Requirements:
1. Answer these questions about the draft on home access using SIP:
(a) On what date does this Internet-Draft expire?
(b) What three requirements for remote access to the home does the abstract name?
(c) For how long at most are Internet-Drafts valid?
2. Continue the draft on home access using SIP, starting right after its last sentence.

═══ Given text ═══

8	       Analysis of Rendezvous Mechanism for Home Access Using SIP
9	                     draft-saito-sip-rendezvous-00

11	Status of this Memo

13	   By submitting this Internet-Draft, each author represents that any
14	   applicable patent or other IPR claims of which he or she is aware
15	   have been or will be disclosed, and any of which he or she becomes
16	   aware will be disclosed, in accordance with Section 6 of BCP 79.

18	   Internet-Drafts are working documents of the Internet Engineering
19	   Task Force (IETF), its areas, and its working groups.  Note that
20	   other groups may also distribute working documents as Internet-
21	   Drafts.

23	   Internet-Drafts are draft documents valid for a maximum of six months
24	   and may be updated, replaced, or obsoleted by other documents at any
25	   time.  It is inappropriate to use Internet-Drafts as reference
26	   material or to cite them other than as "work in progress."

28	   The list of current Internet-Drafts can be accessed at
29	   http://www.ietf.org/ietf/1id-abstracts.txt.

31	   The list of Internet-Draft Shadow Directories can be accessed at
32	   http://www.ietf.org/shadow.html.

34	   This Internet-Draft will expire on August 1, 2008.

36	Copyright Notice

38	   Copyright (C) The IETF Trust (2008).

40	Abstract

42	   Home servers are becoming more common and people expect to still
43	   access them even when they are outside their home.  However, there
44	   are several requirements to realize remote access to the home such as
45	   name resolution, NAT/Firewall traversal, and authentication/
46	   authorization.  This document describes what technologies can be used
47	   to solve these issues and analyzes the utility of SIP as a rendezvous
48	   mechanism for this use case.

50	Conventions used in this document

52	   The key words "MUST", "MUST NOT", "REQUIRED", "SHALL", "SHALL NOT",
53	   "SHOULD", "SHOULD NOT", "RECOMMENDED", "MAY", and "OPTIONAL" in this
54	   document are to be interpreted as described in [RFC2119].

56	Table of Contents

58	   1.  Introduction and Problem Statement . . . . . . . . . . . . . .  4
59	   2.  Approaches to the Solution . . . . . . . . . . . . . . . . . .  6
60	     2.1.  Name Resolution  . . . . . . . . . . . . . . . . . . . . .  6
61	     2.2.  Home IPv4 NAT and Home IPv4/IPv6 Firewall Traversal  . . .  6
62	     2.3.  Authentication and Authorization of Clients  . . . . . . .  6
63	   3.  Analysis of Approaches . . . . . . . . . . . . . . . . . . . .  8
64	     3.1.  Name Resolution  . . . . . . . . . . . . . . . . . . . . .  8
65	     3.2.  Home IPv4 NAT and Home IPv4/IPv6 Firewall Traversal  . . .  8
66	     3.3.  Authentication and Authorization of Clients  . . . . . . .  8
67	   4.  IANA Considerations  . . . . . . . . . . . . . . . . . . . . . 10
68	   5.  Security Considerations  . . . . . . . . . . . . . . . . . . . 11
69	   6.  References . . . . . . . . . . . . . . . . . . . . . . . . . . 12
70	     6.1.  Normative References . . . . . . . . . . . . . . . . . . . 12
71	     6.2.  Informative References . . . . . . . . . . . . . . . . . . 12
72	   Authors' Addresses . . . . . . . . . . . . . . . . . . . . . . . . 13
73	   Intellectual Property and Copyright Statements . . . . . . . . . . 14

75	1.  Introduction and Problem Statement

77	   In this section, the background of the problem in accessing home
78	   network which this document tries to solve is described.

═══ Data lines ═══

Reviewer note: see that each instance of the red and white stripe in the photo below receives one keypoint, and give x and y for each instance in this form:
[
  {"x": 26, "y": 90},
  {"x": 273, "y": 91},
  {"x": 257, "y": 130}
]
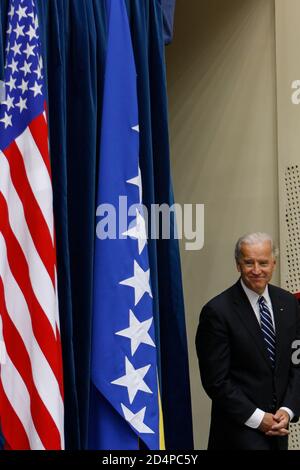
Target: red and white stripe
[{"x": 31, "y": 383}]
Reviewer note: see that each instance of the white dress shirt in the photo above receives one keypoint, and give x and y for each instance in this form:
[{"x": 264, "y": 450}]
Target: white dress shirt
[{"x": 257, "y": 417}]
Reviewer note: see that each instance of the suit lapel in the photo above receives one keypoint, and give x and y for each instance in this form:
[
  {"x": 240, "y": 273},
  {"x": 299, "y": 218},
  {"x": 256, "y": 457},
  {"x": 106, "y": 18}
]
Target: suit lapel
[
  {"x": 278, "y": 311},
  {"x": 245, "y": 312}
]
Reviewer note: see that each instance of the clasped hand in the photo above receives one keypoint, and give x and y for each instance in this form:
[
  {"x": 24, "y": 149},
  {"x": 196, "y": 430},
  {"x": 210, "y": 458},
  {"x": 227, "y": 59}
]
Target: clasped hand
[{"x": 275, "y": 425}]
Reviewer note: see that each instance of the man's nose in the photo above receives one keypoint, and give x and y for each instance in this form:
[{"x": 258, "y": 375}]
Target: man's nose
[{"x": 256, "y": 268}]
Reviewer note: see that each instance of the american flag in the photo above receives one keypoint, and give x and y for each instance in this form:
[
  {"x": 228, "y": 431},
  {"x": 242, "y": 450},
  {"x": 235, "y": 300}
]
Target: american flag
[{"x": 31, "y": 384}]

═══

Answers to the exercise:
1.
(a) August 1, 2008.
(b) Name resolution, NAT/Firewall traversal, and authentication/authorization.
(c) Six months.

2.
80	   Home servers are becoming more common with multiple terabyte home
81	   NAS, media servers and storage, multiple computers at home, security
82	   cameras, and home automation.  People expect to still access these
83	   home devices when they are outside their home -- at an Internet cafe,
84	   friend's house, or relative's house.  However, several functions are
85	   required to realize the remote access to the home.

87	   When a device outside the home network connects to another device
88	   inside the home network, it often becomes a problem to resolve the
89	   name of device.  Because the device's IP address is not always fixed
90	   depending on provider's services, it is necessary to make use of a
91	   dynamic name resolution mechanism.

93	   In addition, it is also necessary to traverse a NAT (Network Address
94	   Translation) or Firewall device between them.  One of the effective
95	   solutions for this problem is VPN remote access to the NAT/Firewall
96	   device, usually a home router.  With this approach, once the external
97	   device participates in the home network securely, it will be easy to
98	   establish connections with all the devices inside the home.  On the
99	   other hand, there are more difficult cases that a home router itself
100	   is located inside the NAT/Firewall.  In such cases, it is also
101	   necessary to consider NAT/Firewall traversal of the remote access to
102	   the home router.  Anyway, NAT/Firewall traversal technologies which
103	   are valid in any environments are needed.

105	   Furthermore, there is a problem how a remote client and a home server
106	   authenticate each other.  It wouldn't be always possible that both
107	   parties exchange a pre-shared key (or password) securely in advance.
108	   It would be also impractical to distribute authentication
109	   certificates signed by well-known root certification authority (CA)
110	   to all the devices because of their cost and administrative overhead,
111	   and after all, it is inefficient to publish a temporary certificate
112	   to the device which does not have a fixed IP address or hostname.
113	   One more concerning thing is that bogus pollings may frequently come
114	   from the Internet to the home.  In that situation, even their
115	   authentication process will be serious for the home servers.  Because
116	   some networked home appliances do not have sufficient CPU
117	   performance, that process may reduce the performance of user
118	   applications.  In addition, it will also waste the access bandwidth.
119	   Therefore, an effective authentication and authorization system which
120	   saves these kinds of home network operation is needed.

122	   To summarize, we can break down the required functions into the
123	   following items.

125	   1.  name resolution -- a mechanism for the client to learn the home
126	       server's transport address (IP address, protocol, and port).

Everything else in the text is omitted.